- **Text**:
>>>>>

Things to See & Do in Ho Chi Minh City

  • Crawl along a Cu Chi Tunnel: Visit any one of the Tour Agents in Ho Chi Minh and the Cu Chi Tunnels will be high on their list of recommendations. This network of underground tunnels was home to the Viet Cong guerillas during the 1960’s. The American’s job was made difficult by this hidden operations base, which supplied guerrilla fighters across Southern Vietnam with a hideout and a supply network, leading to the American’s eventual withdrawal in 1972. The best trips go via the multi-religious ‘Cao Dai Temple’, where you can watch a colourful ceremony taking place.
  • Float along the Mekong Delta: The second most popular tour is perhaps a trip to the mighty Mekong Delta. This can be experienced in just one day… or you can take your time with an overnight stopover in a traditional home stay. Pack your ‘nón lá’, the famous cone shaped hat worn throughout Southeast Asia… or pick one up whilst you’re there, as a day on the Delta can be a sunny one with little opportunity to seek shade. As you boat along the river, visit traditional river villages, sample coconut candy, watch rice paper being made and island hop between the magical named island’s of Tortoise, Phoenix, Dragon and Unicorn!
  • Reunification Palace: Previously known as Independence Palace, the ‘American War’ (as it is called in Vietnam) is said to have ended as a tank crashed through it’s gates. A replica of that tank, number 843, can now we seen on the Palace’s lawns. Tours can be arranged, but it’s easier just to wander and browse this 1960’s time-warp at your own pace, with an entry cost of 30,000 Vietnamese Dong.

<<<<<

- **Entries supplied**:

>>>>>

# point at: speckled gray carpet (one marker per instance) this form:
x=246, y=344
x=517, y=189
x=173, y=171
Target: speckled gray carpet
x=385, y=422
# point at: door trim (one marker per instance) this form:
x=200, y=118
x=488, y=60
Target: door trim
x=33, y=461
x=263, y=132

<<<<<
>>>>>

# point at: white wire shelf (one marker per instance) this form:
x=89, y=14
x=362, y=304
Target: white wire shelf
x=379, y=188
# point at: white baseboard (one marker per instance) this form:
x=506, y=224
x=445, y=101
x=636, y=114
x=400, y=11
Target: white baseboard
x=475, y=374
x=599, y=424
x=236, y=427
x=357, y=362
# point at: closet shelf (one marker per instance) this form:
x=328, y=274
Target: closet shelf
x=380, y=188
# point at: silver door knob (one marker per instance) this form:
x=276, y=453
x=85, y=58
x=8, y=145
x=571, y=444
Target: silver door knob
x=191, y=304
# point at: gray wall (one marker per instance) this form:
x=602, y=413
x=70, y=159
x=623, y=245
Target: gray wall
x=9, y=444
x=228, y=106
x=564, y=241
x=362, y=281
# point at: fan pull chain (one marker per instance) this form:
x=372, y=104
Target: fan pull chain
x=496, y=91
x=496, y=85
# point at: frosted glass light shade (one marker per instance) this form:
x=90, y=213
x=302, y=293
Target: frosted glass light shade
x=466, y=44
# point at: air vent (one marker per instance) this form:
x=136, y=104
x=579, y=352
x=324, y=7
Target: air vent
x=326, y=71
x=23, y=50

<<<<<
>>>>>

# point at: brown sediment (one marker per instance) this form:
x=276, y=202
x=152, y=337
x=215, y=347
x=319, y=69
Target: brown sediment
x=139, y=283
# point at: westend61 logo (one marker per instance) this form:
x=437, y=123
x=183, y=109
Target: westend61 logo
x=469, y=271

<<<<<

- **Tasks and exercises**:
[1] Rewrite the Ho Chi Minh City guide starting at "Things to See" and ending at "ceremony taking place.", with "Ho Chi Minh" replaced by "Saigon".
[2] According to the Ho Chi Minh City guide, what does it cost to enter the Reunification Palace?
[3] Continue the Ho Chi Minh City guide from its last sentence.

- **Answers for this exercise**:
[1]
Things to See & Do in Saigon City

  • Crawl along a Cu Chi Tunnel: Visit any one of the Tour Agents in Saigon and the Cu Chi Tunnels will be high on their list of recommendations. This network of underground tunnels was home to the Viet Cong guerillas during the 1960’s. The American’s job was made difficult by this hidden operations base, which supplied guerrilla fighters across Southern Vietnam with a hideout and a supply network, leading to the American’s eventual withdrawal in 1972. The best trips go via the multi-religious ‘Cao Dai Temple’, where you can watch a colourful ceremony taking place.

[2] 30,000 Vietnamese Dong.

[3]
  • War Remnants Museum: Pack your tissues if you’re visiting this Museum, which is home to devastating images of the American-Vietnamese war, taken by famous international photographers. A day out here is an uncomfortable one and certain photos of innocent victims of war cannot fail to move you to tears. Perhaps the most shocking photos are those which portray the damage done by the American Weapon of War, the chemical known as ‘Agent Orange’. It is a must visit in Vietnam if you want to find out more about one of the most significant events of the twentieth century and see the story from the Vietnamese point of view. The museum is closed for lunch 12pm-1:30pm and last entry is 4:30pm. Entry costs 15,000 Dong and it’s an easily walkable distance from Pham Ngu Lao.
  • Chinese Temples in Cholon: Here in Vietnam’s largest Chinatown, there are dozens of colourful Chinese Temples to be visited. Wander around, soak up the distinctive atmosphere and sample the delicious Chinese inspired street food.
  • Jade Emporer Pagoda: Arguably one of the city’s most beautiful pieces of architecture, this Pagoda locally known as ‘Phuoc Hai’ is definitely worth a look for the intricate paintwork and clever detail. Built by the Cantonese in the 20th Century, the air is heavy with incense and the grounds are alive with worshippers.
  • Traditional Vietnamese Massage: Soothe those aching limbs after a walking tour of Ho Cho Minh City with a relaxing massage, performed by a professional blind masseur…
  • Ride on a Xe Om: If you can’t beat ‘em, join ‘em, by hopping on a Xe Om (known to you and I as a motorbike). The name translates roughly as ‘hugging machine’ and that’s certainly apt as you cling on to your driver for dear life, weaving through traffic and pedestrians alike.

Getting There

If you’re travelling to Vietnam then remember that unlike most other Southeast Asian countries, you will need to arrange a visa before you arrive. These can be applied for at your nearest embassy at home, or whilst already here such as in Bangkok. The process takes around three days and visa rules are strict, with a fixed departure date and huge fines for overstays!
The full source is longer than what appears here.